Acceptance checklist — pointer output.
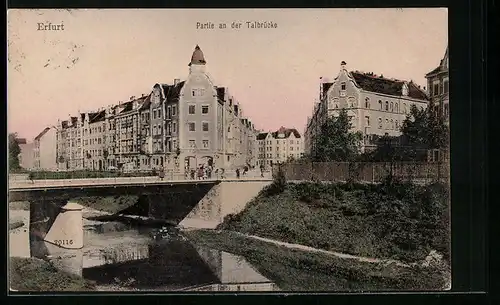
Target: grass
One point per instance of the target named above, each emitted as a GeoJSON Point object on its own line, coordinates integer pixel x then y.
{"type": "Point", "coordinates": [295, 270]}
{"type": "Point", "coordinates": [399, 221]}
{"type": "Point", "coordinates": [32, 274]}
{"type": "Point", "coordinates": [19, 205]}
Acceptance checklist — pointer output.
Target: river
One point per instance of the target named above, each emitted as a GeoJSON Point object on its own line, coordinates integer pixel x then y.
{"type": "Point", "coordinates": [123, 257]}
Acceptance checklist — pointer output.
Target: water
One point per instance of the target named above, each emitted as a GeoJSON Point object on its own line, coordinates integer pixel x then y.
{"type": "Point", "coordinates": [122, 257]}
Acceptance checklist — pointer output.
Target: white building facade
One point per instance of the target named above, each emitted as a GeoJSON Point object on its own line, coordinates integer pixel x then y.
{"type": "Point", "coordinates": [376, 105]}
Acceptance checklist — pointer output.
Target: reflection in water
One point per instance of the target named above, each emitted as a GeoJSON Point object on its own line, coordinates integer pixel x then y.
{"type": "Point", "coordinates": [119, 257]}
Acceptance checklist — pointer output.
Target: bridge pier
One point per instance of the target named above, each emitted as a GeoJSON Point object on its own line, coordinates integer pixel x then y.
{"type": "Point", "coordinates": [58, 222]}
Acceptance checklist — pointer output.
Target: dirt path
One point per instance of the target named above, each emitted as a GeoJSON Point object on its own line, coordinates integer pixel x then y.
{"type": "Point", "coordinates": [337, 254]}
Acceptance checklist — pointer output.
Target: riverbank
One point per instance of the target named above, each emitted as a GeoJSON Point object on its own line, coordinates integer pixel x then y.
{"type": "Point", "coordinates": [33, 274]}
{"type": "Point", "coordinates": [299, 270]}
{"type": "Point", "coordinates": [402, 221]}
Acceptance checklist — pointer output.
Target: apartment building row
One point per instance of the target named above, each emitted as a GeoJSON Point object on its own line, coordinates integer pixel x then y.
{"type": "Point", "coordinates": [376, 105]}
{"type": "Point", "coordinates": [176, 126]}
{"type": "Point", "coordinates": [279, 146]}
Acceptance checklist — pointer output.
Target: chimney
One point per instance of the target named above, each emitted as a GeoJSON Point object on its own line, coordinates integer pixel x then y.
{"type": "Point", "coordinates": [343, 66]}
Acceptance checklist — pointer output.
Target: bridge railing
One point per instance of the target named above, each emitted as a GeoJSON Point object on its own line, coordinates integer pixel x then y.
{"type": "Point", "coordinates": [172, 177]}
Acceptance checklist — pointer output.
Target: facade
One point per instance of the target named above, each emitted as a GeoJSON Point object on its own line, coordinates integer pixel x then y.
{"type": "Point", "coordinates": [94, 140]}
{"type": "Point", "coordinates": [70, 143]}
{"type": "Point", "coordinates": [178, 127]}
{"type": "Point", "coordinates": [438, 88]}
{"type": "Point", "coordinates": [26, 157]}
{"type": "Point", "coordinates": [45, 150]}
{"type": "Point", "coordinates": [376, 105]}
{"type": "Point", "coordinates": [279, 146]}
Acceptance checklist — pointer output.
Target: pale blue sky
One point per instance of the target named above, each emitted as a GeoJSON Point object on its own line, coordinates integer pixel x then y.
{"type": "Point", "coordinates": [104, 56]}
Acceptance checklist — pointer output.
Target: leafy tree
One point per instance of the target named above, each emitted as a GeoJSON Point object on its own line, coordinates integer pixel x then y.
{"type": "Point", "coordinates": [336, 142]}
{"type": "Point", "coordinates": [14, 151]}
{"type": "Point", "coordinates": [424, 129]}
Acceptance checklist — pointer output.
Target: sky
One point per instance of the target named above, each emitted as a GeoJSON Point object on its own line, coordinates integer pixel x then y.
{"type": "Point", "coordinates": [103, 57]}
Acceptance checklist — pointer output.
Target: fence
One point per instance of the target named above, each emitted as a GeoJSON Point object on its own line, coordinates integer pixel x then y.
{"type": "Point", "coordinates": [371, 172]}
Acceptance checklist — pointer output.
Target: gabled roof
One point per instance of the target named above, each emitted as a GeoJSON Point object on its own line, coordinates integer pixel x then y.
{"type": "Point", "coordinates": [174, 91]}
{"type": "Point", "coordinates": [197, 58]}
{"type": "Point", "coordinates": [285, 131]}
{"type": "Point", "coordinates": [40, 135]}
{"type": "Point", "coordinates": [325, 87]}
{"type": "Point", "coordinates": [262, 135]}
{"type": "Point", "coordinates": [146, 104]}
{"type": "Point", "coordinates": [21, 141]}
{"type": "Point", "coordinates": [380, 84]}
{"type": "Point", "coordinates": [97, 117]}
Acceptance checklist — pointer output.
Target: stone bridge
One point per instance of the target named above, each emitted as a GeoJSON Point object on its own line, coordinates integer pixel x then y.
{"type": "Point", "coordinates": [200, 203]}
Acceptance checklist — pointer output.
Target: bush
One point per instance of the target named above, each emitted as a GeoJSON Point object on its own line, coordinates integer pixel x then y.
{"type": "Point", "coordinates": [397, 220]}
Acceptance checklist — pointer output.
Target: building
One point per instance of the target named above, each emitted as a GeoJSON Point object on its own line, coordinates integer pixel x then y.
{"type": "Point", "coordinates": [26, 157]}
{"type": "Point", "coordinates": [127, 133]}
{"type": "Point", "coordinates": [45, 150]}
{"type": "Point", "coordinates": [438, 88]}
{"type": "Point", "coordinates": [376, 105]}
{"type": "Point", "coordinates": [70, 143]}
{"type": "Point", "coordinates": [279, 146]}
{"type": "Point", "coordinates": [178, 127]}
{"type": "Point", "coordinates": [94, 140]}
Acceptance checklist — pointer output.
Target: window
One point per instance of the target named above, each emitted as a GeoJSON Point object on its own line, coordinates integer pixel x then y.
{"type": "Point", "coordinates": [435, 90]}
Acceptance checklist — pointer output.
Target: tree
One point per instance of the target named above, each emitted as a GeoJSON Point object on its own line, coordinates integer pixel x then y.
{"type": "Point", "coordinates": [336, 142]}
{"type": "Point", "coordinates": [14, 151]}
{"type": "Point", "coordinates": [424, 129]}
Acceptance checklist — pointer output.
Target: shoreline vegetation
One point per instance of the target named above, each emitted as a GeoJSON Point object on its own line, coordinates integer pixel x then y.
{"type": "Point", "coordinates": [299, 270]}
{"type": "Point", "coordinates": [33, 274]}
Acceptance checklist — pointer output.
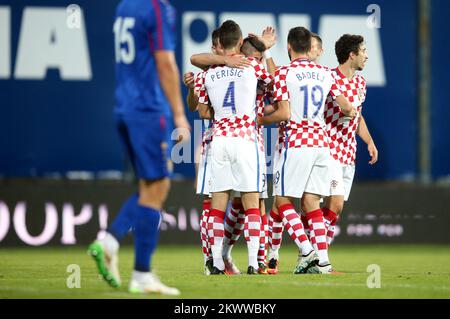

-*-

Return the full set of lines above word for word and with no pictures.

» RESULT OF THIS TASK
Acceptance checklist — pointer output.
Target: grass
One point per instance of the target named above, each emitted as a GeoJSON Point object on its own line, coordinates integer pixel x then y.
{"type": "Point", "coordinates": [295, 270]}
{"type": "Point", "coordinates": [399, 221]}
{"type": "Point", "coordinates": [32, 274]}
{"type": "Point", "coordinates": [19, 205]}
Acceptance checklist — pointer output.
Target: river
One point per instance of the target named above, each emitted as a GeoJSON Point object on its own line, coordinates integer pixel x then y.
{"type": "Point", "coordinates": [123, 257]}
Acceptance checklist — pointer output.
Target: water
One point per instance of the target named above, each emitted as a GeoJSON Point object on its own line, coordinates integer pixel x then y.
{"type": "Point", "coordinates": [122, 257]}
Acceptance checklist — pointer output.
Target: white building facade
One point per instance of the target named above, each emitted as a GeoJSON Point object on its own line, coordinates integer pixel x then y.
{"type": "Point", "coordinates": [376, 105]}
Acceptance checklist — pointer output.
Target: reflection in water
One point per instance of the target named above, each emitted as a GeoJSON Point object on its own line, coordinates integer pixel x then y.
{"type": "Point", "coordinates": [119, 257]}
Acceptance checklist — pointer output.
Target: bridge pier
One point per instance of the target named above, each emitted as a GeoJSON Point object on its own line, coordinates integer pixel x then y.
{"type": "Point", "coordinates": [58, 222]}
Acceptance checklist — pointer output.
Target: dirt path
One point per instance of the target named above, each emitted as a GeoJSON Point object on its own line, coordinates integer pixel x then y.
{"type": "Point", "coordinates": [337, 254]}
Acceptance checklist — pointer output.
Target: riverbank
One point per instance of the target named above, each emitted as a GeoJSON Point object on its own line, coordinates integer pixel x then y.
{"type": "Point", "coordinates": [33, 274]}
{"type": "Point", "coordinates": [299, 270]}
{"type": "Point", "coordinates": [402, 221]}
Acceptance checklist — pointer output.
Target: apartment building row
One point per instance of the target named above, each emitted as a GeoJSON Point object on its own line, coordinates integer pixel x then y.
{"type": "Point", "coordinates": [376, 105]}
{"type": "Point", "coordinates": [176, 126]}
{"type": "Point", "coordinates": [279, 146]}
Acceptance checklist — pointer output.
Target: chimney
One point per instance of the target named above, each emitted as a GeoJSON Point object on its own line, coordinates integer pixel x then y.
{"type": "Point", "coordinates": [343, 66]}
Acceptance checklist — pointer output.
Target: bridge railing
One point per instance of the target named above, each emitted as a GeoJSON Point object on its own line, coordinates integer pixel x then y.
{"type": "Point", "coordinates": [172, 177]}
Acceptance checklist — pointer output.
Target: facade
One point per instance of the target named above, each emitted as a GeoJSON Point object on its own line, coordinates integer pixel x then y.
{"type": "Point", "coordinates": [94, 140]}
{"type": "Point", "coordinates": [70, 143]}
{"type": "Point", "coordinates": [178, 127]}
{"type": "Point", "coordinates": [438, 88]}
{"type": "Point", "coordinates": [26, 157]}
{"type": "Point", "coordinates": [45, 150]}
{"type": "Point", "coordinates": [376, 105]}
{"type": "Point", "coordinates": [279, 146]}
Acceptance checklist — pointer output.
Target: pale blue sky
One point per instance of the target named above, each emitted as a GeoJSON Point object on its own line, coordinates integer pixel x then y.
{"type": "Point", "coordinates": [104, 56]}
Acceptance checklist — pointer output.
Target: leafy tree
One point per instance of the target named above, each emitted as a GeoJSON Point object on its own line, coordinates integer pixel x then y.
{"type": "Point", "coordinates": [336, 142]}
{"type": "Point", "coordinates": [14, 151]}
{"type": "Point", "coordinates": [424, 129]}
Acceptance checklist — pointer output.
Target: sky
One point per instance of the target named above, each emitted as a GeoJSON Point object on its own line, coordinates integer pixel x then y.
{"type": "Point", "coordinates": [103, 57]}
Acceptance checklist — pointer output.
Target: fence
One point per instance of the target named above, each emitted as a GeoJSON Point object on its own line, coordinates integer pixel x then y.
{"type": "Point", "coordinates": [371, 172]}
Acceptance checklist — pointer output.
Target: gabled roof
One point per instance of the target named above, each emitted as a GeoJSON Point object on its own line, coordinates integer pixel x then y.
{"type": "Point", "coordinates": [174, 91]}
{"type": "Point", "coordinates": [197, 58]}
{"type": "Point", "coordinates": [285, 131]}
{"type": "Point", "coordinates": [40, 135]}
{"type": "Point", "coordinates": [325, 87]}
{"type": "Point", "coordinates": [262, 135]}
{"type": "Point", "coordinates": [146, 104]}
{"type": "Point", "coordinates": [21, 141]}
{"type": "Point", "coordinates": [380, 84]}
{"type": "Point", "coordinates": [97, 117]}
Acceptance checklist — pointer output.
Target: stone bridge
One point per instance of the target named above, each emitted as a GeoJSON Point object on its own line, coordinates integer pixel x then y.
{"type": "Point", "coordinates": [200, 203]}
Acceptance checklist — pointer output.
Target: bush
One point per instance of the target named above, each emitted as a GeoJSON Point object on its own line, coordinates integer pixel x then y.
{"type": "Point", "coordinates": [397, 220]}
Acceptance checklist — pointer output.
Target: building
One point per instance of the target named above, each emitted as a GeoJSON Point object on its own line, coordinates integer pixel x then y.
{"type": "Point", "coordinates": [26, 157]}
{"type": "Point", "coordinates": [127, 133]}
{"type": "Point", "coordinates": [45, 150]}
{"type": "Point", "coordinates": [438, 88]}
{"type": "Point", "coordinates": [376, 105]}
{"type": "Point", "coordinates": [70, 143]}
{"type": "Point", "coordinates": [279, 146]}
{"type": "Point", "coordinates": [178, 127]}
{"type": "Point", "coordinates": [94, 140]}
Acceptance checklist — pointer output.
Target: window
One point per instance of the target named above, each emitted as a GeoJSON Point object on its own line, coordinates integer pixel x then y.
{"type": "Point", "coordinates": [435, 90]}
Acceptance checklist — pointer output.
Target: tree
One point per instance of the target named above, each emitted as a GeoJSON Point object on its own line, coordinates integer pixel x then y.
{"type": "Point", "coordinates": [336, 142]}
{"type": "Point", "coordinates": [14, 151]}
{"type": "Point", "coordinates": [424, 129]}
Acceptance checklist — pointer output.
Target: shoreline vegetation
One point per instance of the target named above, each emitted as a GeoJSON Point object on its own line, coordinates integer pixel x then y.
{"type": "Point", "coordinates": [299, 270]}
{"type": "Point", "coordinates": [33, 274]}
Acceptance checklist — pointer output.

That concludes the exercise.